** Begin DOCUMENT SEGMENT **

DANNY YANG

about me · blog · projects · hire me

Guide to Writing Polyglot Compiler Extensions

23 Jul 2020 - 1784 words - 8 minute read - RSS

This post is intended to be a supplement for the 2014 Polyglot tutorial. First, I’ll briefly go over the structure and naming conventions for Polyglot, focusing on clarifications and corrections from the tutorial. Then, I’ll discuss at a high level several ways we might want to extend Polyglot, and what we need to do to make it happen.

The rest of this post assumes you’ve at least skimmed the Polyglot tutorial; I will frequently refer back to the Carray extension from that tutorial.

Code Structure #

Recommended readings:

Polyglot has several naming conventions, which are not all listed in the same place in the tutorial. They are as follows:

  • File names for an extension are prefixed with the name of the extension.
  • Most classes have their own separate interface for extensibility. Concrete classes that implement a particular interface use the same name suffixed with _c. For example, the type system class for the Java 7 extension is named JL7TypeSystem_c, and its interface is JL7TypeSystem. Thus, creating a CarrayTypeSystem_c that extends JL7TypeSystem_c also requires creating a corresponding CarrayTypeSystem interface that extends JL7TypeSystem.

These conventions will be important because writing a Polyglot extension doesn’t just involve writing new, self-contained methods; extension code will import, implement, extend, or call on many classes from the base Polyglot compiler.

AST & Extension Objects #

Abstract Extension Factory: #

In the carray.ast package, the Extension Factory is actually split between CarrayAbstractExtFactory and CarrayExtFactory, with the latter extending the former. It’s not listed on the extension code structure overview, but shows up in a later section. The Abstract Extension Factory is a boilerplate class that adds support for attaching extension objects to AST nodes added in this extension.

TypeNode vs Type: #

Classes extending TypeNodes are AST nodes which represent user-written type annotations which are parsed. For example, formal parameters and local declarations each contain a TypeNode. During the Type Building, Disambiguation, and Type Checking passes, the TypeNode is resolved to an actual Java type (a Type object), which can be accessed using the type() method of the TypeNode. After the typechecking pass, each Expr node will also hold a Type.

Ext classes: #

These classes define extension objects, which are all subclasses of the default extension object for that extension (in our case, they all extend CarrayExt). Extension objects do not follow the typical _c naming convention. For example, if we wanted to create an extension object that holds extra information specifically for the LocalDecl node, we would just create a class called CarrayLocalDeclExt.

** End DOCUMENT SEGMENT **
** Begin RAW DATA **

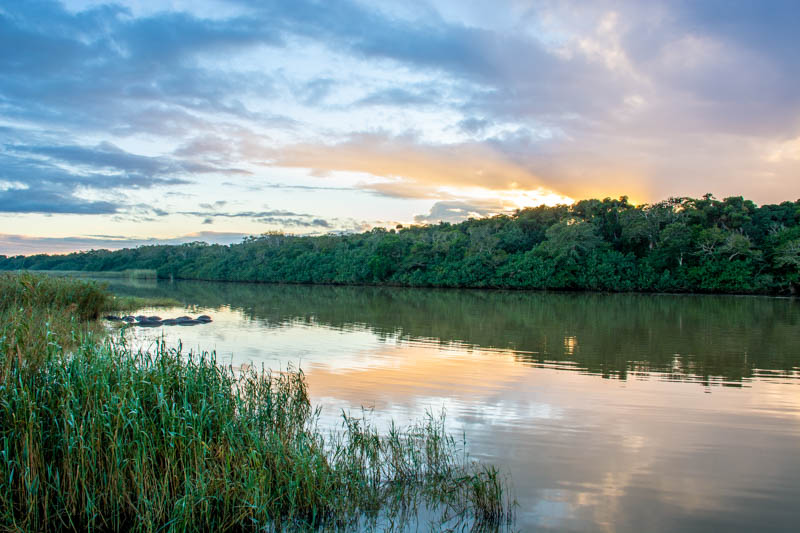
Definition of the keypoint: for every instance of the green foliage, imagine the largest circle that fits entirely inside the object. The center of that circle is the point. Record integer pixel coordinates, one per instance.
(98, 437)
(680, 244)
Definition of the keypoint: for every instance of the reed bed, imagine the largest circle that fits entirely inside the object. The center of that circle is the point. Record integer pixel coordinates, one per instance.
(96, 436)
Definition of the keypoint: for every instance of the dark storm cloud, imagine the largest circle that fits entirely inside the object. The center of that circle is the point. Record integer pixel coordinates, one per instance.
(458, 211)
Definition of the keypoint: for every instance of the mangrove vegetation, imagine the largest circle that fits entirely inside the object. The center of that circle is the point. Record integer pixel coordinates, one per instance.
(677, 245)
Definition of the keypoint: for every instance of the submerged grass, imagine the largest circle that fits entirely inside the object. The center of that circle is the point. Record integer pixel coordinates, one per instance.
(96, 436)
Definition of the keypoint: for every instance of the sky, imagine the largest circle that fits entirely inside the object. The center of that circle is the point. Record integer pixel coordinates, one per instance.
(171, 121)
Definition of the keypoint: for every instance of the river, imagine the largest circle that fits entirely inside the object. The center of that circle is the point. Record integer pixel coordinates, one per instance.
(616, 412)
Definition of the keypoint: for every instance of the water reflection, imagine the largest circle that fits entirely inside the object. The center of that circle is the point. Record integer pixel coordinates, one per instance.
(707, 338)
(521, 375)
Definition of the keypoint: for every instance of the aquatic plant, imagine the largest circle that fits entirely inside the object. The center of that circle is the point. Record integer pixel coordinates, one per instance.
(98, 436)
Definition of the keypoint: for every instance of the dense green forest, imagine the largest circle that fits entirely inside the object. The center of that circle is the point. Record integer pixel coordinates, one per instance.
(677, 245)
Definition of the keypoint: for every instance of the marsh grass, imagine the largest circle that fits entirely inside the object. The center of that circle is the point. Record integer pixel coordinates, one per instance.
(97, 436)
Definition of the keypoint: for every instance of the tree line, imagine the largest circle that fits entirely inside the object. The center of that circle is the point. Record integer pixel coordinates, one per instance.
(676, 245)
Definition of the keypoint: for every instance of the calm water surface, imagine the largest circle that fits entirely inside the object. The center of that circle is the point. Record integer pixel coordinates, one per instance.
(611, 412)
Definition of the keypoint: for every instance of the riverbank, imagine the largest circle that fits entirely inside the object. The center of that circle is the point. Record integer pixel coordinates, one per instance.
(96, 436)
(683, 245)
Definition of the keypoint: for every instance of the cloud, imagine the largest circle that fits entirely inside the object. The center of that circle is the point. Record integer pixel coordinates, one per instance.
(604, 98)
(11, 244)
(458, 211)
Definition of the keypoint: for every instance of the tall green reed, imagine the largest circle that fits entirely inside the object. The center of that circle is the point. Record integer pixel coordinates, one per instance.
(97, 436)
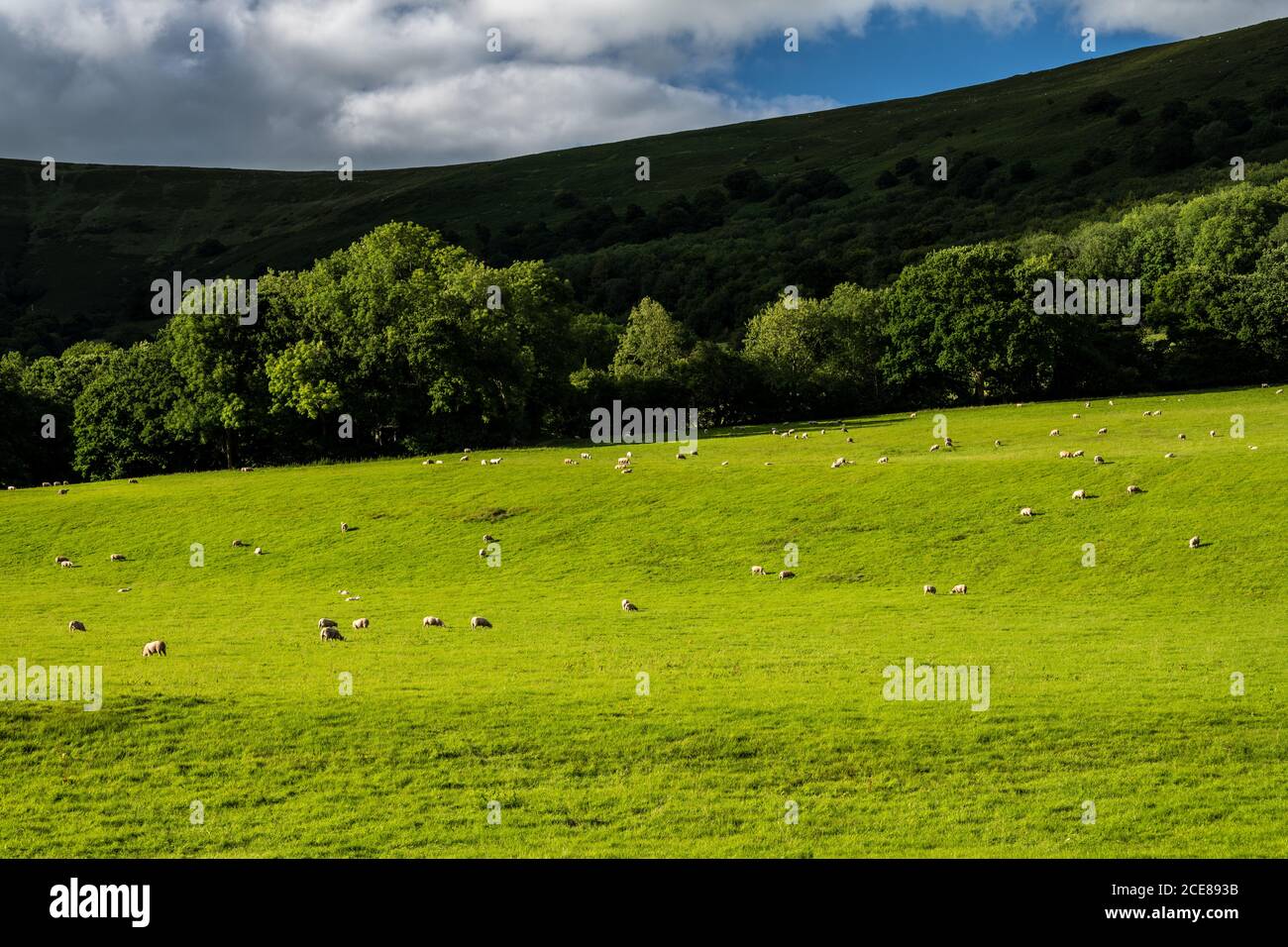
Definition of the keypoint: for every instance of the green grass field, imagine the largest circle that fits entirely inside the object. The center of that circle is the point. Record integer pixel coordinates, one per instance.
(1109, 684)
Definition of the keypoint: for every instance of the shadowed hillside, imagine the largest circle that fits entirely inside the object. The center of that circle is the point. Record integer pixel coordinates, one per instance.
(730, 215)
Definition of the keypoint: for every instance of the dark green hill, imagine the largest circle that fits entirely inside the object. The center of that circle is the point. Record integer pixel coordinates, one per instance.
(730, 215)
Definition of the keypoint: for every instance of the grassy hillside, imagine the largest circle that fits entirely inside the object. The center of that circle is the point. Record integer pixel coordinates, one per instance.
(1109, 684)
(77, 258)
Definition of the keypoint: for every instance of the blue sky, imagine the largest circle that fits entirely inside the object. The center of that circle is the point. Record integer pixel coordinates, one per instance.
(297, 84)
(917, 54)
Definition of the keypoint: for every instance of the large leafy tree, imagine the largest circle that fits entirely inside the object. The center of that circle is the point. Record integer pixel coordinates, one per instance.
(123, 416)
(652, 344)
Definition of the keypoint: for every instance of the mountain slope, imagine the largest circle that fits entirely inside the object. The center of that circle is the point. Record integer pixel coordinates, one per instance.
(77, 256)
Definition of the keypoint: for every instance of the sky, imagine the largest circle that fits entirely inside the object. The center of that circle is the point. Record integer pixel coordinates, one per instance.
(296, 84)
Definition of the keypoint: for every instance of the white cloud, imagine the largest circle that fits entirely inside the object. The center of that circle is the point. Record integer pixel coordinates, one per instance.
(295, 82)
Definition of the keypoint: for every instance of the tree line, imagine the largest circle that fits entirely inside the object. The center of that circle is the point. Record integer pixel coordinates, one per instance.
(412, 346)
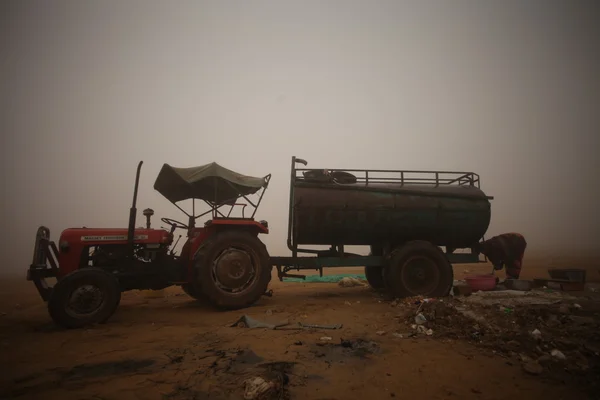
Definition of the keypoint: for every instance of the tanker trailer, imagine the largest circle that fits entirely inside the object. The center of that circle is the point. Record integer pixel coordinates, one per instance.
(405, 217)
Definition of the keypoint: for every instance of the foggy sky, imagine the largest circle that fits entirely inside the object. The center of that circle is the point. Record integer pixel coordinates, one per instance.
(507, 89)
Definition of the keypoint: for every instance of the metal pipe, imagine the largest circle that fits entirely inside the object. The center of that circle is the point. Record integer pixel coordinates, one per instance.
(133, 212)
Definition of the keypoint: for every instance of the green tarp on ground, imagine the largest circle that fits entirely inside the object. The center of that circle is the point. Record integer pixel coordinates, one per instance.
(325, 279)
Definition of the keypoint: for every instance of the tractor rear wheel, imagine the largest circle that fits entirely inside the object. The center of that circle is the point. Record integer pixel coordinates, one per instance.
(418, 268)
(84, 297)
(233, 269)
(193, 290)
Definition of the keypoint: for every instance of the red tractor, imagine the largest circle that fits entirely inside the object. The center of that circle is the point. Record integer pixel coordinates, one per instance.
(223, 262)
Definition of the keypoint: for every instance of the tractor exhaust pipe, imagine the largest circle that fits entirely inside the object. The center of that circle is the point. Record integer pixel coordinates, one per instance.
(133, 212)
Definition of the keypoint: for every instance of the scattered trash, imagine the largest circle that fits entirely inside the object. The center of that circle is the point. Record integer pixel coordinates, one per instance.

** End RAW DATA **

THE TASK
Write out, word for word, the part of the Polyglot extensions guide between "AST & Extension" and "in this extension.", inclusive.

ANSWER FOR THE TASK
AST & Extension Objects #

Abstract Extension Factory: #

In the carray.ast package, the Extension Factory is actually split between CarrayAbstractExtFactory and CarrayExtFactory, with the latter extending the former. It’s not listed on the extension code structure overview, but shows up in a later section. The Abstract Extension Factory is a boilerplate class that adds support for attaching extension objects to AST nodes added in this extension.